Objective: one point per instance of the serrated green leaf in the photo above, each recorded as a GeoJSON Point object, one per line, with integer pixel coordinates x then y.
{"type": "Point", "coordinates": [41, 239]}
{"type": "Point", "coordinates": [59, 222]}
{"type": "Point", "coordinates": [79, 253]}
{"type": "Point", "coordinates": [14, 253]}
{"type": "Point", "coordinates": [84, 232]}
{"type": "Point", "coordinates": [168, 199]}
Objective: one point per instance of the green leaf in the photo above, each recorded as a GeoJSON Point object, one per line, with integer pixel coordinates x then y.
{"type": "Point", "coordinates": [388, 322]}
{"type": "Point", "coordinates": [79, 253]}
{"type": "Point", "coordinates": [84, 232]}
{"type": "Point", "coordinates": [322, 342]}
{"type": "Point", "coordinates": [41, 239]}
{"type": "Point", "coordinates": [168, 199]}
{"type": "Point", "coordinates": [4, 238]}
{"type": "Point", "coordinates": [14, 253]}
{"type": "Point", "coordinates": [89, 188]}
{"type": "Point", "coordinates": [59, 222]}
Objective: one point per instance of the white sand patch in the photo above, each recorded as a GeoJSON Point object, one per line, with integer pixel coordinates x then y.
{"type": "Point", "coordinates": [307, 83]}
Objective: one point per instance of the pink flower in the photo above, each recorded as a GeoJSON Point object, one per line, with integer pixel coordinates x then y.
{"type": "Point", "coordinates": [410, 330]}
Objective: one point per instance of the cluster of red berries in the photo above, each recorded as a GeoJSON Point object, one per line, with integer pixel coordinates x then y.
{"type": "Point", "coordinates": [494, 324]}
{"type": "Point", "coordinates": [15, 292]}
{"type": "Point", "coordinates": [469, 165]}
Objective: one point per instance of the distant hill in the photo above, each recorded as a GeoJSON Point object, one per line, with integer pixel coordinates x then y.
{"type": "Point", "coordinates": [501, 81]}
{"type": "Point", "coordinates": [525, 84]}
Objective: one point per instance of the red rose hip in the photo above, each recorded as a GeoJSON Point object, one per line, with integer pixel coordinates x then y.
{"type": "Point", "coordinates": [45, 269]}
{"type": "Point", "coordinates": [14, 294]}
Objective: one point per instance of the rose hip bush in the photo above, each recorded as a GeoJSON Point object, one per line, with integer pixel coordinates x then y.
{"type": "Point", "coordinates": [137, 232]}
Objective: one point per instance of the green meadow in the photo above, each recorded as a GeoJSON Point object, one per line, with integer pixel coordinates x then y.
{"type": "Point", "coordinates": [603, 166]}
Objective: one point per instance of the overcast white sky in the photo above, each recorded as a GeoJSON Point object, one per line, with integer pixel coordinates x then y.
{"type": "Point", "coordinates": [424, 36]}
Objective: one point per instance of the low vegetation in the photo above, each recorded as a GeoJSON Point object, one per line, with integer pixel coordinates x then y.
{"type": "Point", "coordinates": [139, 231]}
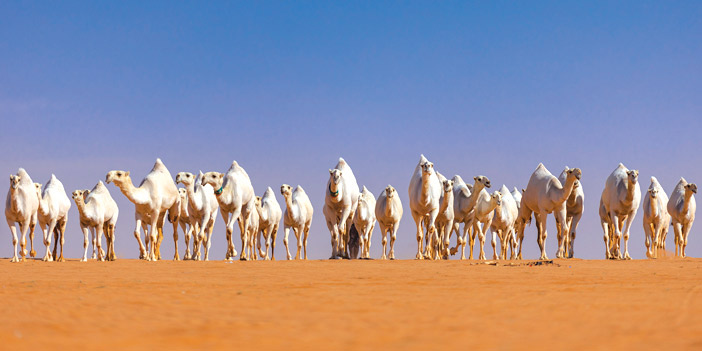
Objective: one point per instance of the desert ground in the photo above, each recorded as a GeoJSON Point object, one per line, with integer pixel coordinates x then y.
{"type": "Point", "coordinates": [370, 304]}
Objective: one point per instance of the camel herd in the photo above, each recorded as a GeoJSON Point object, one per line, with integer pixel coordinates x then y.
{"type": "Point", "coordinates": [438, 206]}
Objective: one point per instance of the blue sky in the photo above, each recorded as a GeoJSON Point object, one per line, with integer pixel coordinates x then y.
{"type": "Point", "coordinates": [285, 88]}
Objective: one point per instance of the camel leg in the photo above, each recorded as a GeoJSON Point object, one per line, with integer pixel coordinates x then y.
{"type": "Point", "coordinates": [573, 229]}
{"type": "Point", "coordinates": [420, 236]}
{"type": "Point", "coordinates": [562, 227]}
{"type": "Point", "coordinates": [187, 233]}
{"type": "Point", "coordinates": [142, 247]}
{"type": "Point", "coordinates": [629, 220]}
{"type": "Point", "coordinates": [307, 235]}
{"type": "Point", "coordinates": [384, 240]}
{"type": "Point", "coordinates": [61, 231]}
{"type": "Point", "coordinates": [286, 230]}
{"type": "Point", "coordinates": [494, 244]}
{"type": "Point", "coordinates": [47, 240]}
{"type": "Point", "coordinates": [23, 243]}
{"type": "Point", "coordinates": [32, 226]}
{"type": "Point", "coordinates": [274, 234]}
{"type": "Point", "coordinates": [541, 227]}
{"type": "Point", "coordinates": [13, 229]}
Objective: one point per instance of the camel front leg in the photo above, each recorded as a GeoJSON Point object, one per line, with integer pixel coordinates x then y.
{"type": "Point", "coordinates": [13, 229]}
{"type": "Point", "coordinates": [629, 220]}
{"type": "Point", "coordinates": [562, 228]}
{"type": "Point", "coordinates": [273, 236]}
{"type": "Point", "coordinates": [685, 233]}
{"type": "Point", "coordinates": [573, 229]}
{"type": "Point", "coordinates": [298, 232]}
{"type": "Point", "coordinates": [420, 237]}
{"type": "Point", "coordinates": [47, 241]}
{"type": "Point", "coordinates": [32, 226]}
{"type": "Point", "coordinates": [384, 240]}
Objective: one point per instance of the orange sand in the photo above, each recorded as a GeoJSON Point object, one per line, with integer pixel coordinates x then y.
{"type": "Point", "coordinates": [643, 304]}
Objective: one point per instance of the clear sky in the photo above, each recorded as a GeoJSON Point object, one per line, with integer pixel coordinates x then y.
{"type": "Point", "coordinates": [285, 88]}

──────

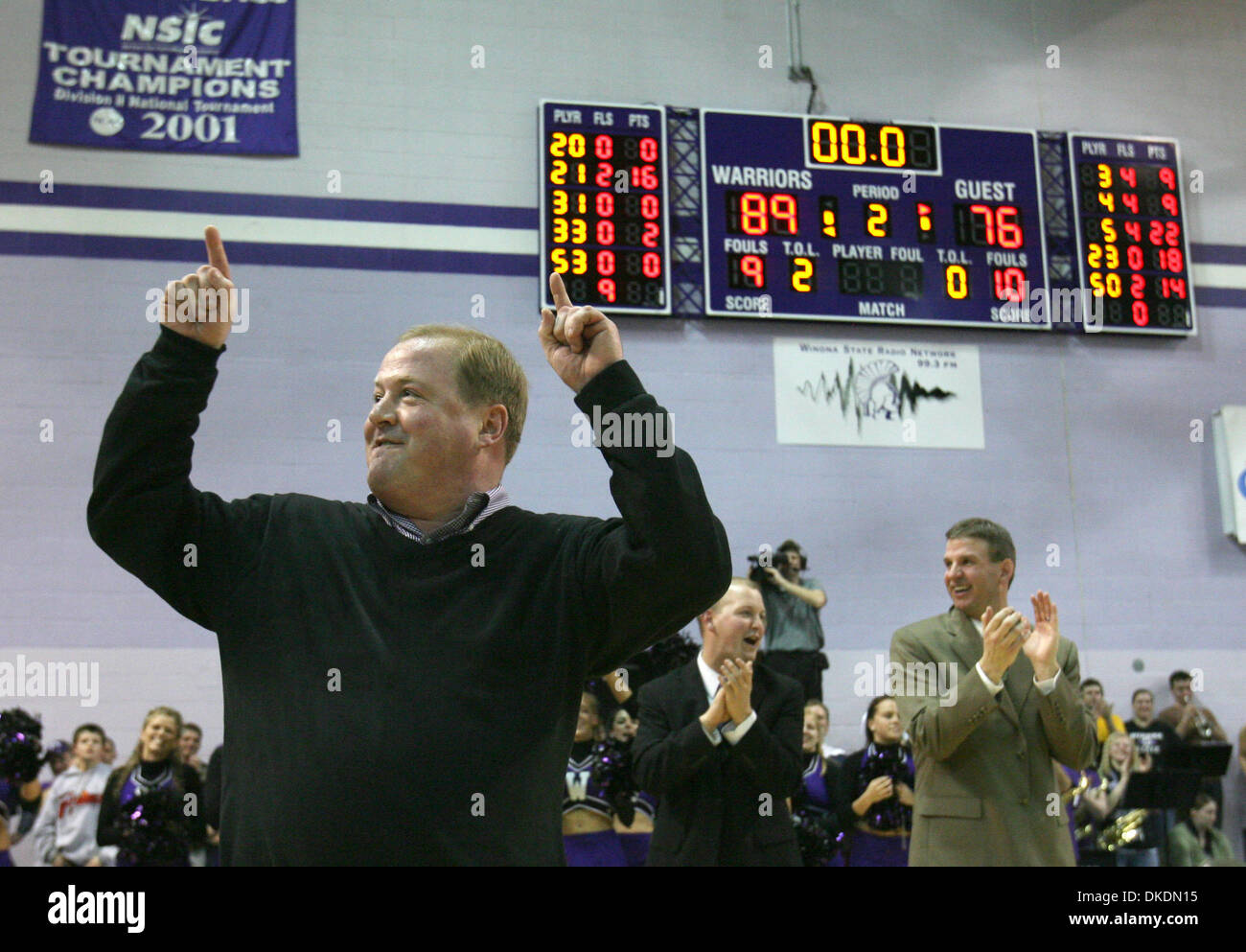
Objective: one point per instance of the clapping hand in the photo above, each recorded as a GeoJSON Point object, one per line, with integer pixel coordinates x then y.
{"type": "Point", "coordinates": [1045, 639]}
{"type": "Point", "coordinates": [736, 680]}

──────

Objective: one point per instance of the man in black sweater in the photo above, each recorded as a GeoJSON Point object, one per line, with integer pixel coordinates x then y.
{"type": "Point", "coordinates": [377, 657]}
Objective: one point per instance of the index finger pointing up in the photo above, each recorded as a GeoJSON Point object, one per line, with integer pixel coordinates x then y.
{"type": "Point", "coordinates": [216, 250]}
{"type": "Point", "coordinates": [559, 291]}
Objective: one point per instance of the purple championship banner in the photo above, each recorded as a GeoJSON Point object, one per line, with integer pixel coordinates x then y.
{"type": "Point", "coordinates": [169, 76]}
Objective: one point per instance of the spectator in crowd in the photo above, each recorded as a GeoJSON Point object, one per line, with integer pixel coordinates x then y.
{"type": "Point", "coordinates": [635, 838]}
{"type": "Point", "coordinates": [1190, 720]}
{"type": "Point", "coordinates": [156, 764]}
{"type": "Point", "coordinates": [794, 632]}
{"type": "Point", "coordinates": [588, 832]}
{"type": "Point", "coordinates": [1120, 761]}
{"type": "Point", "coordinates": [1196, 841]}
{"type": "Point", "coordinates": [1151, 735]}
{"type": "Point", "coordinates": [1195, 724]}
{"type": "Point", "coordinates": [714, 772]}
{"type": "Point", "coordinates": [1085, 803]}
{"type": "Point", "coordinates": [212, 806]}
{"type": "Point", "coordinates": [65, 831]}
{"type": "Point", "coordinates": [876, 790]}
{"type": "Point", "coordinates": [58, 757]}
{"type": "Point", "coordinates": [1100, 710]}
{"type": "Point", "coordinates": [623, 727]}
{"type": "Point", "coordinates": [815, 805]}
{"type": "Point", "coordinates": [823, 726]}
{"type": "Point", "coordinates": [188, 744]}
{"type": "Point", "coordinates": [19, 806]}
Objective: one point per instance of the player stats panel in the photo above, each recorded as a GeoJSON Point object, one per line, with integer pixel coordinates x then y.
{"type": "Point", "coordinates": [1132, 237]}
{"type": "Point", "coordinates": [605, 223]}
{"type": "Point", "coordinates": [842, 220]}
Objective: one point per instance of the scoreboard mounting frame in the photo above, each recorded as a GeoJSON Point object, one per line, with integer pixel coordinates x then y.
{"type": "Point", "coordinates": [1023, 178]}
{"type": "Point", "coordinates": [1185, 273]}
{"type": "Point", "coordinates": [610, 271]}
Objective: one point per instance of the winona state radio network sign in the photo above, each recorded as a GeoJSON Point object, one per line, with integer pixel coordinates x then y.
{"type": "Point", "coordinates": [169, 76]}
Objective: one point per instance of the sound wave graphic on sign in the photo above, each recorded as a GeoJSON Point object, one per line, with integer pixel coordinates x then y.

──────

Exercise aim:
Can you reproduce verbatim the part that opens with the line containing "Objective: one point per instance of the winona" and closes with the line containing "Objective: one point per instance of the sound", including both of those lines?

Full answer:
Objective: one point per instance of the winona state radio network sign in the photo above, each recorded as a GeoJSON Point object, one per line, with integer pixel coordinates x then y.
{"type": "Point", "coordinates": [169, 76]}
Objective: one point per instance of the sound wave graphic on sign in the photo above, each recorded as a GeoJSON Point object, one per line, with integer pixel coordinates x then y.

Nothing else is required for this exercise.